══ Source passage ══

IHS CERA chairman Daniel Yergin, whose expertise about all things energy has made him a go-to authority, said Tuesday the world’s energy supply and demand picture is less clear today than it was a year ago.

Yergin was keynote speaker at the World Energy Council’s Houston Business Forum. His recently published book The Quest is a follow up to The Prize, the 1992 Pulitzer Prize-winning nonfiction bestseller about the quest for oil and gas.

“I finished The Prize a few days after Saddam Hussein invaded Kuwait. That was in the age of oil, two decades ago. A great deal has happened since then.” Like unconventional natural gas, for instance. “Shale gas, nobody talked about it then. It was called ‘uneconomic gas,’ and nobody thought it was ever going to be produced.”

Shale gas production constituted about 2% of total North American output in 2000. “Today it’s now probably over 30%…We’re not importing any substantial liquefied natural gas…Shale is changing the whole energy economics. And it’s having political consequences.”

Shale’s success isn’t confined to gas. In the United States shale oil “is the hottest story right now. The application of shale gas techniques to oil is why North Dakota is today the fourth largest oil producing state. Indubitably it’s because of shale,” he said.

“To give you a sense of what’s happening, [U.S.] tight oil production in 2000 was 200,000 b/d. Today it’s 900,000 b/d. It could be 29 million b/d by 2020. There will be declines elsewhere and question marks about the offshore. But when you add it all up, you come to the conclusion that the balance is shifting on world oil.”

The United States won’t see a “100% shift and not 75% but it will be significant…[LNG] imports will be much lower than they currently are.”

Politics also are playing a big role in how quickly shale oil and gas can be produced in the United States, Yergin said. Earlier this year he was appointed by Energy Secretary Steven Chu to serve on the Secretary of Energy Advisory board Natural Gas Subcommittee to make recommendations about shale and hydraulic fracturing (fracking); the preliminary report was issued in August (see Shale Daily, May 9).

“We looked at it and…we found most problems are most unlikely,” he said. “The issues are produced water and how to manage it. That is an industrial activity that has to be managed properly…The issues with diesel machines, methane are greatly overstated.”

Questions still need to be answered “about what’s true or not.” A final report from the panel is expected in about two weeks, he told the audience.

IHS CERA “sees some countries moving ahead quickly” on shale prospects, but it’s a mixed picture globally. Argentina, Poland and Ukraine are among those countries pursuing projects. France, however, has banned fracking.

“The other thing is the map of world oil,” said the IHS CERA chief. “We are really starting to have a new map of world production.” For instance, the “Arab spring” of civil revolts probably will be an “Arab year,” or be even longer. In the western hemisphere, more countries are finding oil and gas resources that they didn’t know they had. “It started with Brazil…In the 1970s Brazil didn’t have oil and that’s why it developed ethanol. It turns out it has a lot of oil…”

═══
══ Material provided ══

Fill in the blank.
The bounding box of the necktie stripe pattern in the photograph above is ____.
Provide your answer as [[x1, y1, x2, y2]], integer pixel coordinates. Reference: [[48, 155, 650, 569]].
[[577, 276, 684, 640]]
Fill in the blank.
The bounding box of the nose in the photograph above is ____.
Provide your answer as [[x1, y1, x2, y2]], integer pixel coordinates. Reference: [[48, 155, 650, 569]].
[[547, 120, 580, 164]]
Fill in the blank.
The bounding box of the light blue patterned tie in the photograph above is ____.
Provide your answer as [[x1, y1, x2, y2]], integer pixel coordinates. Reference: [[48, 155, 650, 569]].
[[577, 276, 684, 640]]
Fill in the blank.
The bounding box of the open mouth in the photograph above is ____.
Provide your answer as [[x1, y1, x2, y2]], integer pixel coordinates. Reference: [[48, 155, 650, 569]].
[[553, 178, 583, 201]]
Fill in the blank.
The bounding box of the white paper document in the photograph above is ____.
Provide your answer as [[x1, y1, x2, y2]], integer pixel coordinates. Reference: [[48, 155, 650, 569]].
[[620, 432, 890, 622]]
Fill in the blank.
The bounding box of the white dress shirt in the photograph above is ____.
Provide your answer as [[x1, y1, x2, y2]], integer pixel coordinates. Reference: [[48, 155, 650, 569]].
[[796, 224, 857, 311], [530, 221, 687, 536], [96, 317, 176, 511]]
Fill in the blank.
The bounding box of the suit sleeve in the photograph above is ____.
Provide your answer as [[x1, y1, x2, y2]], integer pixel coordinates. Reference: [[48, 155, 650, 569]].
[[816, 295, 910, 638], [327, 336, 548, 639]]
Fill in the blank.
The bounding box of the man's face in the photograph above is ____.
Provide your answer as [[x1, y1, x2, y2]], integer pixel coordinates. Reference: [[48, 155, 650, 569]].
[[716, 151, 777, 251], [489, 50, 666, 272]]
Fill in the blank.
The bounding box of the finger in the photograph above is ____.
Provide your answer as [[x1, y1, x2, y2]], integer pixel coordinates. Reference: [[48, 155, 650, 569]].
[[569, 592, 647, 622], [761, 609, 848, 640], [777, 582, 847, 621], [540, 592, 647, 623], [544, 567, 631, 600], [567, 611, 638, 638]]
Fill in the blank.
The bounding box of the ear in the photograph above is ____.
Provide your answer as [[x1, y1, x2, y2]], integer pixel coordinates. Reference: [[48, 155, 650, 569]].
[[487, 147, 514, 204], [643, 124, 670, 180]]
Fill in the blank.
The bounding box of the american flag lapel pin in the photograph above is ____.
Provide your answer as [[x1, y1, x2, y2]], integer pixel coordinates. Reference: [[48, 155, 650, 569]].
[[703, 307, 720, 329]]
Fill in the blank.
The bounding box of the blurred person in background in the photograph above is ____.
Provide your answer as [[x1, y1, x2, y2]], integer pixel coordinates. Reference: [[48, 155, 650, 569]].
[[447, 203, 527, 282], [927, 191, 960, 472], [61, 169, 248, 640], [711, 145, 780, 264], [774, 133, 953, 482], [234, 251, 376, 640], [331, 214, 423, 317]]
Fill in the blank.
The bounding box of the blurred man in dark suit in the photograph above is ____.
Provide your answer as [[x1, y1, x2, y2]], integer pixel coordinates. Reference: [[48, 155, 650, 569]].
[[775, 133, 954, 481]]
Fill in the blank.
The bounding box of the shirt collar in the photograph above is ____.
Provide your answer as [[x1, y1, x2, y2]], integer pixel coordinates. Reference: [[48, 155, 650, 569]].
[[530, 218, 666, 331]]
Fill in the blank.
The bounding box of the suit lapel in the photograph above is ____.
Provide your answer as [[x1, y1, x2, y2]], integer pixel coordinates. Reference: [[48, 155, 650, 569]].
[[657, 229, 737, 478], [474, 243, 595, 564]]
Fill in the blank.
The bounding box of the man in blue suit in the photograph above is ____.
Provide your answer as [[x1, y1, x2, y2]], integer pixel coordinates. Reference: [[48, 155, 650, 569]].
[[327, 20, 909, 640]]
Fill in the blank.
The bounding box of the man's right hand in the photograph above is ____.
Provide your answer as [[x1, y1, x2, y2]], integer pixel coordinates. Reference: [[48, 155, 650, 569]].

═══

According to the energy article, why did Brazil develop ethanol? Answer in one to three sentences. The lines above are separate material with no connection to the energy article.

Brazil developed ethanol because it did not have oil in the 1970s.